Data:
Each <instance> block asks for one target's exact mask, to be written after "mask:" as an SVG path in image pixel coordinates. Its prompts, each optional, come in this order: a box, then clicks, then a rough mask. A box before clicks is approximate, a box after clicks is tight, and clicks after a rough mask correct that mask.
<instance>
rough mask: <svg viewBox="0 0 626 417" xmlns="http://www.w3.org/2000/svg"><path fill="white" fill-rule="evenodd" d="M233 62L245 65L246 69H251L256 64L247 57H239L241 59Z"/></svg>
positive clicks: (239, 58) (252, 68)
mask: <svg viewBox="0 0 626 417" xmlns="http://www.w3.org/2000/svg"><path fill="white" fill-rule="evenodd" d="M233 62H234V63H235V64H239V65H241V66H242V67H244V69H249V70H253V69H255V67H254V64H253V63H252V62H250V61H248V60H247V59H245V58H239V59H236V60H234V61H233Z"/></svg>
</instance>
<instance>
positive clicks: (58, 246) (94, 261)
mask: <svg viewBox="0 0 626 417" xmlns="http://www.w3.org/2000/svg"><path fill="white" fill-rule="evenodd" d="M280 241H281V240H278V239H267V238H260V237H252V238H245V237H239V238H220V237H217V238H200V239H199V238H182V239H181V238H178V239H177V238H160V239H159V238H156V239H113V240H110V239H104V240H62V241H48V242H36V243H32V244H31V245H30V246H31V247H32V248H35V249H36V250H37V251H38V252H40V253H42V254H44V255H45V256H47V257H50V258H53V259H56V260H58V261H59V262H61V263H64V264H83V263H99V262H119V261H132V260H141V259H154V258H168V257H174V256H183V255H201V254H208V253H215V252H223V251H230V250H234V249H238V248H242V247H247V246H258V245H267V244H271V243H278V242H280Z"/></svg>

Assigned task:
Reproduce the full block of data exactly, omitting nothing.

Answer section:
Each <instance> block asks for one target's exact mask, to be written after "mask:" as an SVG path in image pixel coordinates. Its prompts, each optional, come in this order: a box, then clicks, then a rough mask. A box before clicks is approximate, a box after clicks is tight, and clicks after a rough mask correct that mask.
<instance>
rough mask: <svg viewBox="0 0 626 417" xmlns="http://www.w3.org/2000/svg"><path fill="white" fill-rule="evenodd" d="M233 62L245 65L246 69H251L256 64L247 57H239L241 59Z"/></svg>
positive clicks: (239, 58) (252, 68)
mask: <svg viewBox="0 0 626 417" xmlns="http://www.w3.org/2000/svg"><path fill="white" fill-rule="evenodd" d="M233 62H234V63H235V64H239V65H241V66H242V67H244V69H249V70H253V69H255V67H254V64H253V63H252V62H250V61H248V60H247V59H245V58H239V59H236V60H234V61H233Z"/></svg>
</instance>
<instance>
positive clicks: (58, 246) (94, 261)
mask: <svg viewBox="0 0 626 417" xmlns="http://www.w3.org/2000/svg"><path fill="white" fill-rule="evenodd" d="M280 241H281V240H278V239H267V238H260V237H252V238H245V237H239V238H220V237H217V238H200V239H199V238H182V239H181V238H178V239H177V238H160V239H159V238H156V239H113V240H110V239H104V240H62V241H48V242H36V243H32V244H31V245H30V246H31V247H32V248H35V249H36V250H37V251H38V252H40V253H42V254H44V255H45V256H47V257H50V258H53V259H56V260H58V261H59V262H61V263H64V264H83V263H99V262H119V261H132V260H141V259H154V258H168V257H174V256H183V255H201V254H208V253H215V252H223V251H230V250H234V249H238V248H242V247H247V246H258V245H267V244H271V243H278V242H280Z"/></svg>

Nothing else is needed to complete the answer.